> **SUPPLIED TEXT**
+===+

# Cheaper, decent Snow Foam



## aod (Apr 7, 2009)

Can anyone recommend a cheaper but decent snow foam?

I've used Valet Pro PH neutral for years but don't really want to pay £17-£19 for 5L at the moment. 

Has anyone found a decent SF for around £10 or less for 5L?


----------



## Shiny (Apr 23, 2007)

25l of Envy's Bubbly Jubbly works out at about £10 for 5 litres.


----------



## stonejedi (Feb 2, 2008)

aod said:


> Can anyone recommend a cheaper but decent snow foam?
> 
> I've used Valet Pro PH neutral for years but don't really want to pay £17-£19 for 5L at the moment.
> 
> Has anyone found a decent SF for around £10 or less for 5L?


Bilt Hamber auto foam reasonably priced and definitely works efficiently,any cheaper then that and you are just looking a EBay jobbie.SJ.


----------



## aod (Apr 7, 2009)

Thanks for the recommendations, although I'm struggling to find either of those for a decent price. I might need to rephrase!

Essentially I don't want to spend much more than a tenner but want to get about 5L ( or say least 3-4L) of snow foam. I suppose it could be a bit of a budget job at that price, but most 5L of anything is a minimum of £15.99 as far as I can find. 

Any bargain / cheap and cheerful stuff out there?


----------



## packard (Jun 8, 2009)

I’ve tried the turtle wax cherry off Amazon before, it’s ok


----------



## stonejedi (Feb 2, 2008)

Just came across this don't know much about it as i have never tried but it seems "CHEAP!"https://www.hygienesuppliesdirect.com/5l-snowpro-snow-foam?fragrance=cherry&quantity=2&variant=265145&gclid=EAIaIQobChMIl8rg0uHT5gIVhrTtCh399AiyEAkYASABEgLkyvD_BwE.SJ.


----------



## Titanium Htail (Mar 24, 2012)

Autofinnese Avalanche, like winter in a bottle my goodness more snow than Finland..plus cheap.

John Tht.


----------



## Juke_Fan (Jul 12, 2014)

https://www.eurocarparts.com/p/turtlewax-cherry-snow-foam-5ltr-552777311

£9.99 for 5L before any discount code :thumb: Might try some myself at this price.


----------



## packard (Jun 8, 2009)

Do like ultimate finish 20ltrs for price of 15 https://www.theultimatefinish.co.uk/snow-foam/ultimate-snow-foam-5-litres.aspx?Variant=9891


----------



## simonjj (Sep 25, 2010)

packard said:


> Do like ultimate finish 20ltrs for price of 15 https://www.theultimatefinish.co.uk/snow-foam/ultimate-snow-foam-5-litres.aspx?Variant=9891


If you use code BX10 you get another 10% off today as well👍


----------



## BellUK (Mar 12, 2012)

+===+

> **DATASET EXTRACT**
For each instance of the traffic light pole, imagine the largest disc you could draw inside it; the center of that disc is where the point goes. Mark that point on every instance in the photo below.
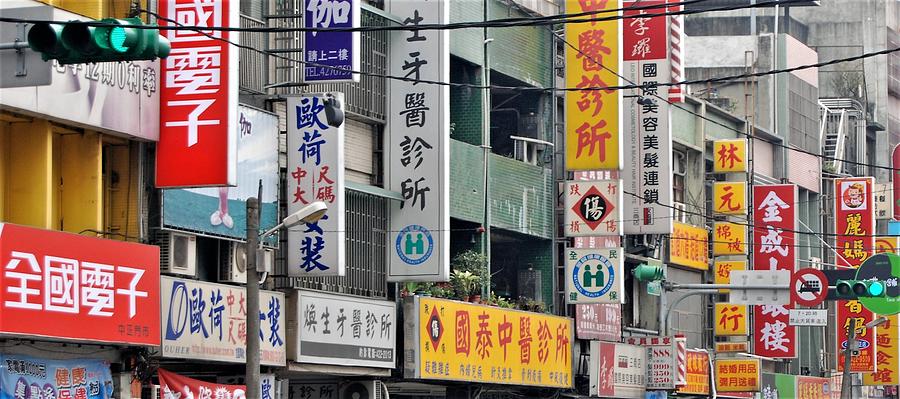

+===+

> **COMPLETE THE FOLLOWING**
A. Translate this sentence from the snow foam thread into German: "25l of Envy's Bubbly Jubbly works out at about £10 for 5 litres."
B. Write the next part of the snow foam thread, picking up from its final line.

> **ANSWERS FOR THIS EXERCISE**
A. 25 l Bubbly Jubbly von Envy kosten umgerechnet etwa 10 £ pro 5 Liter.

B.
https://hdcarcare.co.uk/collections...nnamon-ph-neutral-snow-foam-christmas-edition

5L £12.59

https://hdcarcare.co.uk/collections/exterior/products/hd-car-care-ph-snow-foam

5l £13.99

Using code "BOXINGDAY" until midnight tonight


----------



## aod (Apr 7, 2009)

Juke_Fan said:


> https://www.eurocarparts.com/p/turtlewax-cherry-snow-foam-5ltr-552777311
> 
> £9.99 for 5L before any discount code :thumb: Might try some myself at this price.


Cheers I've ordered some of this and will see how it is.

I'll prob go back to my usual stuff later in the year but this should do for now! 😃


----------



## Wout_RS (Jun 13, 2012)

Kenotek Car Foam

or 

Kenotek Car Foam Extra


dilute up to 1:10 in the foam bottle


----------



## Juke_Fan (Jul 12, 2014)

aod - Let me know what you think of it.


----------



## Juke_Fan (Jul 12, 2014)

Just got some myself, planning to try out tomorrow so will report back.


----------



## Andyblue (Jun 20, 2017)

Juke_Fan said:


> Just got some myself, planning to try out tomorrow so will report back.


Looking forward to your thoughts - I've seen this previously and wondered how good it is...


----------



## seventeenapg (Jul 23, 2014)

BellUK said:


> https://hdcarcare.co.uk/collections...nnamon-ph-neutral-snow-foam-christmas-edition
> 
> 5L £12.59
> 
> ...


And what would be the best snowgoam irrespective of price?

Sent from my SM-G970F using Tapatalk


----------



## Juke_Fan (Jul 12, 2014)

Andyblue said:


> Looking forward to your thoughts - I've seen this previously and wondered how good it is...


So tried it out today.....Being honest, the instructions say to add neat into your lance and use the adjustment nozzle to get the foam you want....so me being me decided to ignore this and use 100ml in 500ml of warm water and turn the adjustment nozzle to max solution.

The first pic should link to a video, so give the image a click.....


Very runny, didn't cling much, the pic is after applying









This is after 10 mins









So even though it was very watery foam it did manage to hang around for 10 mins.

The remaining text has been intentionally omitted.